■ **Data records**:
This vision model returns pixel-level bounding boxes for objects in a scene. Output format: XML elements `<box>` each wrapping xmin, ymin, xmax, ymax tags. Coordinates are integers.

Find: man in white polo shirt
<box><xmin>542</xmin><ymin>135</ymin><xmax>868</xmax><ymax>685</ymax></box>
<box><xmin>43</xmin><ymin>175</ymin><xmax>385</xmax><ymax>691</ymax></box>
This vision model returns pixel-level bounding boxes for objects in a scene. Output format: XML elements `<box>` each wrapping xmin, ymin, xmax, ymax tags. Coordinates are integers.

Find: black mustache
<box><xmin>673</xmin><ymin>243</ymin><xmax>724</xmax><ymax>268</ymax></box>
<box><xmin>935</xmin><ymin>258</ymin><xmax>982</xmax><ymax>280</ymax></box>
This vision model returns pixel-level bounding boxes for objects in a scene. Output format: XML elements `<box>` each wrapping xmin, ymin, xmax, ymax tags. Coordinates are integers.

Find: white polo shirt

■ **The task**: Please extract every one of the lines above, reproducing each character without change.

■ **The completed task**:
This vision model returns pixel-level bounding boxes for objects in a scene. Output format: XML elements `<box>` each wrapping xmin, ymin, xmax, ymax tags. Coordinates are integers.

Find: man in white polo shirt
<box><xmin>542</xmin><ymin>135</ymin><xmax>868</xmax><ymax>685</ymax></box>
<box><xmin>43</xmin><ymin>175</ymin><xmax>385</xmax><ymax>691</ymax></box>
This vision model returns pixel-level bounding boxes for objects in a scene. Output format: XML elements `<box>` each wrapping xmin, ymin, xmax, ymax tags. Coordinates are integers.

Find: black mustache
<box><xmin>673</xmin><ymin>243</ymin><xmax>724</xmax><ymax>268</ymax></box>
<box><xmin>935</xmin><ymin>258</ymin><xmax>982</xmax><ymax>280</ymax></box>
This vision model returns pixel-level bounding boxes for objects in a scene. Output format: XML elements `<box>` each wrapping xmin, ymin, xmax, ymax tags. Coordinates are integers.

Find: white polo shirt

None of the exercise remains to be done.